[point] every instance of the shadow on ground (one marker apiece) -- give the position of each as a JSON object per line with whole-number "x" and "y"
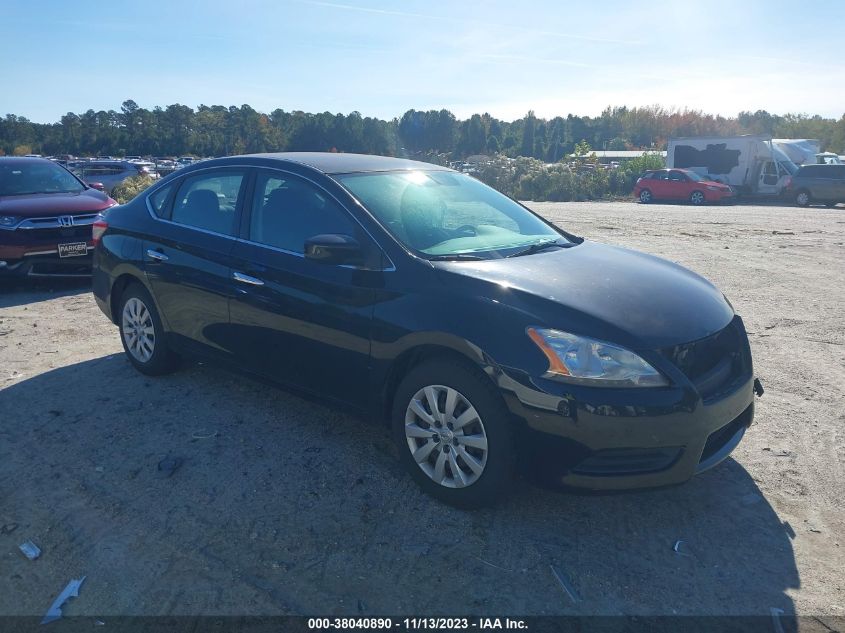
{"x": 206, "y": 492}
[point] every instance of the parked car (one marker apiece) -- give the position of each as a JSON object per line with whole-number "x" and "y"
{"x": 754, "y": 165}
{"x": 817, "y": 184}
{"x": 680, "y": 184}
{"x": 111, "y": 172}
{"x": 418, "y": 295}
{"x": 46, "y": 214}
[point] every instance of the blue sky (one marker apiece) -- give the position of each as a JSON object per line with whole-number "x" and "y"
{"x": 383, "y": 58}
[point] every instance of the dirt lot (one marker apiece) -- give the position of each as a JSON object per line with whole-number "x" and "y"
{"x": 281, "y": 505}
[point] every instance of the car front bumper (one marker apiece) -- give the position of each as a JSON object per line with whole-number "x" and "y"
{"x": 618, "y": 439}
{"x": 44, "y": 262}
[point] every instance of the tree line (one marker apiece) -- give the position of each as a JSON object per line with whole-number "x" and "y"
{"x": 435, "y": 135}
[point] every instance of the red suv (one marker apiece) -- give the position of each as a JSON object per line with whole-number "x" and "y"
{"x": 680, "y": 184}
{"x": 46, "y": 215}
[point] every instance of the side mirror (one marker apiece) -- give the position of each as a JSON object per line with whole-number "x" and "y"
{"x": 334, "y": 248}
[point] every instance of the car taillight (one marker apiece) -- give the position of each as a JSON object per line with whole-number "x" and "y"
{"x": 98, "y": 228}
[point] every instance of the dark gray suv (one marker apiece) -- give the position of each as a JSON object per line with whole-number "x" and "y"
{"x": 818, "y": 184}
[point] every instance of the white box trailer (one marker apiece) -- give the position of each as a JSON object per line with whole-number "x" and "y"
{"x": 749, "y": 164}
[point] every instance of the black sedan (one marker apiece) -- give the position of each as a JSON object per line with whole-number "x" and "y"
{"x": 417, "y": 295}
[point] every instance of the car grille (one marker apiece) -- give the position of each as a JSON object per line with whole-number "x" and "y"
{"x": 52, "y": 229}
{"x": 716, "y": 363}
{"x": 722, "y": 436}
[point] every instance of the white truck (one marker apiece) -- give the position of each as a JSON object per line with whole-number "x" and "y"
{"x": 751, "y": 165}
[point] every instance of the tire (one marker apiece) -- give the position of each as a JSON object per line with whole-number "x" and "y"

◇ ◇ ◇ ◇

▶ What you need to do: Could you convert all of the data above into a JSON list of strings, one string per line, with blank lines skipped and the pictures left out?

▶ Written reply:
[
  "[point] every instance of the shadow on ground (one marker apiece) -- give the position of each as a JSON object per line with whole-number \"x\" and \"y\"",
  "{\"x\": 206, \"y\": 492}",
  "[point] every instance of the parked car (one marker apiece) -- give the position of each as a JSON object per line with whole-number \"x\" and \"y\"",
  "{\"x\": 754, \"y\": 165}",
  "{\"x\": 817, \"y\": 184}",
  "{\"x\": 680, \"y\": 184}",
  "{\"x\": 111, \"y\": 172}",
  "{\"x\": 418, \"y\": 295}",
  "{\"x\": 46, \"y\": 214}",
  "[point] every instance of the blue sky (one marker apiece) -- give the position of each as a JSON object per line with whole-number \"x\" and \"y\"",
  "{\"x\": 383, \"y\": 58}",
  "[point] every instance of the dirt lot (one marker apiece) -- give the position of each as a JSON object per line with whole-number \"x\" and \"y\"",
  "{\"x\": 281, \"y\": 505}",
  "[point] every instance of the car front bumper (one marker apiece) -- give the position of each as a JSON object per line with whole-number \"x\" and \"y\"",
  "{\"x\": 618, \"y\": 439}",
  "{\"x\": 44, \"y\": 262}",
  "[point] every instance of the tree line (one marker apiece) -- give the position of each as a JSON object per line with whole-number \"x\" and \"y\"",
  "{\"x\": 435, \"y\": 135}",
  "[point] every instance of the red suv (one marker apiece) -- give the position of each as a JSON object per line with whole-number \"x\" and \"y\"",
  "{\"x\": 680, \"y\": 184}",
  "{\"x\": 46, \"y\": 215}",
  "[point] every instance of the side mirror (one marker apiece) -- give the position of each as a JSON object per line with whole-number \"x\" and \"y\"",
  "{\"x\": 334, \"y\": 248}",
  "[point] every instance of the car taillight (one marker apiece) -- give the position of each as a JSON object per line with whole-number \"x\" and \"y\"",
  "{\"x\": 98, \"y\": 228}",
  "[point] every instance of the dark gray suv (one marker apiece) -- give the position of each as a JSON object per line with whole-number \"x\" and \"y\"",
  "{\"x\": 818, \"y\": 184}",
  "[point] every instance of the white box trailer (one marker apiece) -- give the position of each as a JSON object per line with whole-number \"x\" and \"y\"",
  "{\"x\": 749, \"y\": 164}",
  "[point] every instance of the black sedan (one marker apiece) -- give the position of each as a JSON object per line with whole-number \"x\" and \"y\"",
  "{\"x\": 417, \"y\": 295}",
  "[point] every instance of the car grille (one marker apiece) -- give the position of each as a JSON object per line with whole-number \"x\" and \"y\"",
  "{\"x\": 52, \"y\": 229}",
  "{\"x\": 716, \"y\": 363}",
  "{\"x\": 722, \"y\": 436}",
  "[point] every instance of the white truck (one marker apiece) -- give the position of each as a JSON object per line with whole-number \"x\" and \"y\"",
  "{\"x\": 751, \"y\": 165}",
  "[point] every instance of the tire (one marker apiece) -- give the position of each as a JSON object per line with whole-number \"x\" and \"y\""
]